Your output should repeat the entries below exactly. It should contain no images.

Supplied entries START

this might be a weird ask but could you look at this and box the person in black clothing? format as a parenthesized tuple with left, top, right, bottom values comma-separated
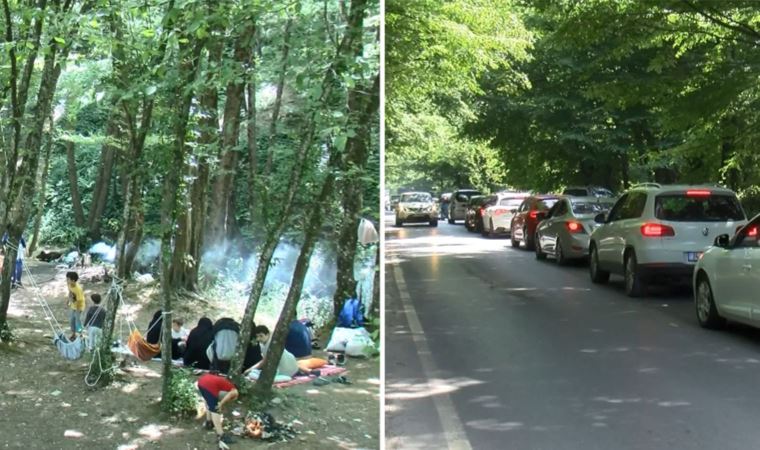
(183, 317, 214, 369)
(242, 321, 263, 371)
(146, 309, 163, 345)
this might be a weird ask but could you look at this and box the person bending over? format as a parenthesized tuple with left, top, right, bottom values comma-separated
(197, 372, 238, 446)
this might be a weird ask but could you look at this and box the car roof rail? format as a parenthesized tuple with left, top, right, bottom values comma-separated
(630, 182, 661, 189)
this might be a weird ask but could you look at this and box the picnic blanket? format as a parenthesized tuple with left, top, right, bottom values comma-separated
(273, 365, 347, 389)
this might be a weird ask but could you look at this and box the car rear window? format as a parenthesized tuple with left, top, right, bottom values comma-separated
(499, 198, 524, 208)
(400, 193, 432, 202)
(572, 201, 614, 215)
(536, 199, 558, 210)
(655, 194, 745, 222)
(563, 189, 588, 196)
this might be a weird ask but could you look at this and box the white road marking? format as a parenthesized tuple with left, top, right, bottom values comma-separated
(387, 263, 473, 450)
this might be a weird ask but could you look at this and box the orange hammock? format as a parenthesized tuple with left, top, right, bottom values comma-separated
(127, 329, 161, 361)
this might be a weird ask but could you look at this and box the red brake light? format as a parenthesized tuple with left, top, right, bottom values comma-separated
(529, 210, 538, 219)
(641, 223, 675, 237)
(479, 207, 485, 214)
(686, 190, 711, 197)
(494, 209, 506, 216)
(565, 221, 584, 234)
(749, 226, 758, 237)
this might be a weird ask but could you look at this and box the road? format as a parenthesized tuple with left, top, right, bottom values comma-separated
(385, 213, 760, 450)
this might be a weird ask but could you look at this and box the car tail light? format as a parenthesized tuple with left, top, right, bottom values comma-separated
(479, 207, 485, 215)
(736, 225, 757, 236)
(686, 190, 711, 197)
(641, 223, 675, 237)
(529, 210, 538, 219)
(565, 221, 584, 234)
(493, 209, 507, 216)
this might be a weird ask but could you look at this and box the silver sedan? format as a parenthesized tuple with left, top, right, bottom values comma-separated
(693, 214, 760, 329)
(535, 196, 614, 264)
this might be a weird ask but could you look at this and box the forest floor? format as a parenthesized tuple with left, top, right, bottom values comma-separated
(0, 260, 380, 450)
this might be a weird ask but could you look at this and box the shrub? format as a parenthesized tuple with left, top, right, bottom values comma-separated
(165, 369, 201, 418)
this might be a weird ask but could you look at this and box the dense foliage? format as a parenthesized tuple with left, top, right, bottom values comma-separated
(388, 0, 760, 213)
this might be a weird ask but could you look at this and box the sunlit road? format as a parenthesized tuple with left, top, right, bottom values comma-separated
(385, 213, 760, 450)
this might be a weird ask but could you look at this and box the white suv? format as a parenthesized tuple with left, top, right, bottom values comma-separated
(589, 184, 747, 297)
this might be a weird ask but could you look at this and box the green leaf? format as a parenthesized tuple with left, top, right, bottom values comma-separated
(146, 85, 157, 96)
(54, 37, 65, 45)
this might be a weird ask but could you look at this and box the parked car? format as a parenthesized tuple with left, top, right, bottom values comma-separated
(510, 195, 559, 250)
(589, 184, 747, 297)
(563, 186, 616, 198)
(464, 195, 493, 233)
(448, 189, 482, 223)
(693, 215, 760, 329)
(439, 192, 452, 219)
(395, 191, 438, 227)
(535, 196, 615, 264)
(481, 192, 531, 238)
(390, 195, 400, 210)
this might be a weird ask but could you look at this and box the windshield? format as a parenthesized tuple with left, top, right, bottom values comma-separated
(572, 201, 614, 215)
(537, 199, 558, 210)
(655, 194, 745, 222)
(499, 198, 525, 208)
(563, 188, 587, 196)
(400, 193, 432, 203)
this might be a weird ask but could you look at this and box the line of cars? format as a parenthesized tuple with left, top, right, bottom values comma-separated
(442, 183, 760, 334)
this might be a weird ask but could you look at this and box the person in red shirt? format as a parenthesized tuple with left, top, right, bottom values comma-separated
(197, 372, 239, 446)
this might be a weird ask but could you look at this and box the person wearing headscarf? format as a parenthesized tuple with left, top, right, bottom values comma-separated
(146, 309, 163, 345)
(183, 317, 214, 369)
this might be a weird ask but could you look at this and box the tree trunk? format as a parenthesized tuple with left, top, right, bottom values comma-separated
(255, 153, 339, 395)
(246, 79, 257, 214)
(332, 73, 379, 315)
(65, 140, 86, 228)
(87, 114, 119, 240)
(29, 120, 54, 254)
(91, 279, 122, 386)
(206, 22, 255, 250)
(230, 0, 370, 384)
(264, 15, 295, 178)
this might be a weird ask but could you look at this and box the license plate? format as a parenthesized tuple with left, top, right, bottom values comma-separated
(686, 252, 702, 262)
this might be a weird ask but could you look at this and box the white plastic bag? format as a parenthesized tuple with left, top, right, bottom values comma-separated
(345, 329, 376, 357)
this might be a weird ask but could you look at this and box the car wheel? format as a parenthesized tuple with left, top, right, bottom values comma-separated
(589, 244, 610, 284)
(481, 220, 489, 237)
(395, 217, 403, 227)
(695, 275, 725, 329)
(523, 226, 535, 250)
(535, 234, 546, 260)
(624, 251, 645, 297)
(555, 237, 568, 266)
(448, 215, 455, 224)
(510, 226, 520, 248)
(429, 219, 438, 227)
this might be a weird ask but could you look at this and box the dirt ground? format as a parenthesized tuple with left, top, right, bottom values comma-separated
(0, 260, 380, 449)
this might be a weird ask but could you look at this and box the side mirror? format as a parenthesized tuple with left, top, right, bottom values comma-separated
(714, 234, 730, 248)
(594, 213, 606, 224)
(510, 208, 517, 214)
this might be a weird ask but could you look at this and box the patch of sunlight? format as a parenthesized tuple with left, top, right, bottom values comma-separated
(365, 377, 380, 385)
(593, 396, 641, 404)
(64, 430, 84, 438)
(466, 419, 524, 431)
(579, 349, 598, 353)
(138, 423, 170, 440)
(103, 415, 121, 424)
(117, 445, 139, 450)
(592, 422, 608, 428)
(306, 389, 322, 395)
(6, 389, 35, 397)
(385, 377, 484, 401)
(326, 435, 360, 449)
(121, 383, 140, 393)
(657, 401, 691, 407)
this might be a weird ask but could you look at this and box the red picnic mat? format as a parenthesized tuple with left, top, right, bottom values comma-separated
(274, 365, 347, 389)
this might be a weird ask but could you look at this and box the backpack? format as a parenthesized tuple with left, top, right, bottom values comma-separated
(337, 298, 364, 328)
(206, 318, 240, 371)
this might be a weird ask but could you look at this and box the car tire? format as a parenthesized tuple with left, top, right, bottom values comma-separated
(589, 244, 610, 284)
(523, 226, 535, 250)
(481, 220, 489, 237)
(695, 275, 725, 329)
(624, 251, 645, 298)
(510, 226, 520, 248)
(555, 237, 568, 266)
(535, 234, 546, 260)
(395, 217, 403, 227)
(430, 219, 438, 227)
(448, 216, 455, 224)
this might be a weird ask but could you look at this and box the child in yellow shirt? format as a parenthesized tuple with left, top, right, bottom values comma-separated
(66, 271, 85, 341)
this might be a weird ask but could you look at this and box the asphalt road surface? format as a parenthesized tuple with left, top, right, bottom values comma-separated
(385, 213, 760, 450)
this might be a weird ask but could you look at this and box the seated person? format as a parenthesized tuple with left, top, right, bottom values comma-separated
(242, 321, 263, 372)
(285, 319, 313, 359)
(183, 317, 214, 369)
(171, 317, 189, 359)
(244, 325, 299, 380)
(84, 293, 106, 351)
(146, 310, 163, 345)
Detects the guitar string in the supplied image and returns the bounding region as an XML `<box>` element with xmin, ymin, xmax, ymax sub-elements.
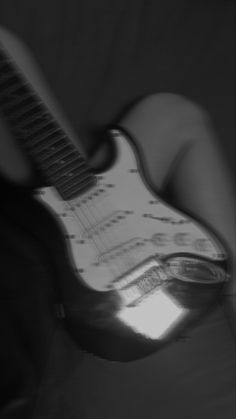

Supplied entries END

Response box:
this might be a weird ask but could you look at this and box the person in black clothing? format as a parenthesized tuple with left, top, right, bottom values comma-separated
(183, 317, 214, 369)
(242, 321, 263, 371)
(146, 309, 163, 345)
this might be a weird ask but could you look at this and box the person bending over? format as a parenthesized tuple with left, top, right, bottom values comma-separated
(197, 372, 238, 446)
this might be a weird ask but could you look at this and box the car roof rail? format as a parenthesized tuple with left, top, right, bottom values comma-separated
(630, 182, 661, 189)
this might be a weird ask but could you look at this and box the picnic blanket? format as a parenthesized tuple with left, top, right, bottom values comma-separated
(273, 365, 347, 389)
this might be a weird ask but could you look at this and box the car rear window? format as a parenthesized tuple with left, top, right, bottom values comma-separated
(499, 198, 524, 208)
(400, 193, 432, 202)
(572, 201, 614, 215)
(536, 199, 558, 210)
(655, 194, 745, 222)
(563, 189, 588, 196)
this might be a weird ask but could you look at this and box the white road marking? format as a parenthesized tuple with left, top, right, bottom values comma-separated
(387, 263, 473, 450)
this might be a weird ask but could you look at this and box the orange hammock? format as a parenthesized tuple with left, top, right, bottom values comma-separated
(127, 329, 161, 361)
this might be a weird ask but could you look at this and box the red brake light? format as a parenthesized tuple with left, top, right, bottom values comma-separated
(529, 210, 538, 219)
(641, 223, 675, 237)
(479, 207, 485, 214)
(686, 190, 711, 197)
(494, 209, 506, 216)
(565, 221, 584, 234)
(749, 226, 758, 237)
this might be a weird ask but could you look at this and box the road? format as a parenthesized tuple with left, top, right, bottom values comma-separated
(385, 213, 760, 450)
this might be a weird ask but could you look at this and box the car tail light? format as a parenthesized tuple with left, top, right, bottom values comma-separated
(479, 207, 485, 215)
(736, 225, 757, 236)
(686, 190, 711, 197)
(641, 223, 675, 237)
(529, 210, 538, 219)
(565, 221, 584, 234)
(493, 209, 507, 216)
this might be a weird ask but could you look at this and box the silver sedan? format as a parenthesized tuple with left, top, right, bottom values comma-separated
(693, 214, 760, 329)
(535, 196, 614, 264)
this might be a weird ask but could you look at this and box the forest floor? format as a parenthesized tuple with left, top, right, bottom values comma-separated
(0, 260, 380, 450)
this might be a weird ask but could you look at this and box the shrub? format as a parenthesized tuple with left, top, right, bottom values comma-separated
(165, 369, 201, 418)
this might be a weird ask but could you look at this and box the dense foliage? format as a parenthesized tuple with left, top, right, bottom values comma-separated
(388, 0, 760, 213)
this might be a weird ask but could you look at this and box the sunlit road? format as a parenthesized tuple with left, top, right, bottom values comma-separated
(385, 213, 760, 450)
this might be a weird ask but could you look at this and box the white suv? format as a parenthesized tuple with left, top, right, bottom values comma-separated
(589, 184, 747, 297)
this might be a weird ask but could you look at this and box the green leaf? format as a parenthesized tuple with left, top, right, bottom values comma-separated
(146, 85, 157, 96)
(54, 37, 65, 45)
this might be a weird ask but could you look at this and box the parked car? format as a parenthesized tuple with left, top, right, bottom values comma-separated
(510, 195, 559, 250)
(589, 184, 747, 297)
(563, 186, 616, 198)
(464, 195, 493, 233)
(448, 189, 482, 223)
(693, 215, 760, 329)
(439, 192, 452, 219)
(395, 191, 438, 227)
(535, 196, 615, 264)
(481, 192, 531, 238)
(390, 195, 400, 210)
this might be a weird ask but could you look at this and box the windshield? format as a parenthesized tuple with left, top, right, bottom values comma-separated
(572, 201, 614, 215)
(537, 199, 558, 210)
(655, 194, 745, 222)
(499, 198, 525, 208)
(563, 188, 587, 196)
(400, 193, 432, 203)
this might be a weird ask but could you look at this and box the line of cars? format as a parenthesized tuple with left, top, right, bottom values comma-separated
(442, 183, 760, 334)
this might be a weird ask but could you look at this and box the person in red shirt? format as a parenthesized tuple with left, top, right, bottom values comma-separated
(197, 372, 239, 446)
this might be a weird ask but could you look at this and box the person wearing headscarf? format as a parenthesized tuple with left, top, right, bottom values comma-separated
(146, 309, 163, 345)
(183, 317, 214, 369)
this might be a weird ask but could you look at this and box the tree trunk? format as a parenthesized tuple with left, top, right, bottom values comma-separated
(255, 153, 339, 395)
(246, 79, 257, 214)
(332, 73, 379, 315)
(65, 140, 86, 228)
(87, 114, 119, 240)
(29, 120, 54, 254)
(91, 279, 122, 386)
(206, 22, 255, 250)
(230, 0, 370, 384)
(264, 15, 295, 178)
this might be a weird ask but could you look at this and box the license plate? format as a parenthesized tuple with left, top, right, bottom values comma-separated
(686, 252, 702, 262)
this might be a weird ask but could you look at this and box the white plastic bag? format as a parenthesized tuple with left, top, right, bottom values comma-separated
(345, 329, 376, 357)
this might be a weird ask but could you look at this and box the car wheel? format as a parenthesized tuple with left, top, right, bottom values comma-separated
(589, 244, 610, 284)
(481, 220, 489, 237)
(395, 217, 403, 227)
(695, 275, 725, 329)
(523, 226, 535, 250)
(535, 234, 546, 260)
(624, 251, 645, 297)
(555, 237, 568, 266)
(448, 215, 455, 224)
(510, 226, 520, 248)
(429, 219, 438, 227)
this might be a weird ask but could you look at this and box the dirt ground? format as a parenthesized tuple with left, top, right, bottom values comma-separated
(0, 260, 380, 449)
this might be a weird ask but could you look at this and box the side mirror? format as a parenthesized tuple with left, top, right, bottom values comma-separated
(714, 234, 730, 248)
(594, 213, 606, 224)
(510, 208, 517, 214)
this might be a weird ask but could you look at this and box the patch of sunlight? format as a parenthesized tuple with left, top, right, bottom values comma-separated
(365, 377, 380, 385)
(593, 396, 641, 404)
(64, 430, 84, 438)
(466, 419, 524, 431)
(579, 349, 598, 353)
(138, 423, 170, 440)
(103, 415, 121, 424)
(117, 445, 139, 450)
(592, 422, 608, 428)
(306, 389, 322, 395)
(6, 389, 35, 397)
(385, 377, 484, 401)
(326, 435, 360, 449)
(121, 383, 140, 393)
(657, 401, 691, 407)
this might be a weird ask but could you look at this and box the red picnic mat? format as a parenthesized tuple with left, top, right, bottom values comma-separated
(274, 365, 347, 389)
this might be a weird ask but could you look at this and box the backpack? format as a parenthesized tuple with left, top, right, bottom values comma-separated
(337, 298, 364, 328)
(206, 318, 240, 371)
this might be a weird ask but could you look at this and box the car tire? format as a parenthesized tuple with left, top, right, bottom values comma-separated
(589, 244, 610, 284)
(523, 226, 535, 250)
(481, 220, 489, 237)
(695, 275, 725, 329)
(624, 251, 645, 298)
(510, 226, 520, 248)
(555, 237, 568, 266)
(535, 234, 546, 260)
(395, 217, 403, 227)
(430, 219, 438, 227)
(448, 216, 455, 224)
this might be a weird ask but could you look at this and box the child in yellow shirt? format as a parenthesized tuple with left, top, right, bottom values comma-separated
(66, 271, 85, 341)
this might be a weird ask but could you look at this and box the asphalt road surface? format as a parenthesized tuple with left, top, right, bottom values comma-separated
(385, 213, 760, 450)
this might be a weird ask but could you look at this and box the seated person? format as a parenthesized tuple with left, top, right, bottom values comma-separated
(242, 321, 263, 372)
(285, 319, 313, 359)
(183, 317, 214, 369)
(171, 317, 189, 359)
(244, 325, 299, 380)
(84, 293, 106, 351)
(146, 310, 163, 345)
Detects the guitar string in the supplied image and returns the bounding region as an XML `<box>` element with xmin, ymin, xmax, ymax sub-elements.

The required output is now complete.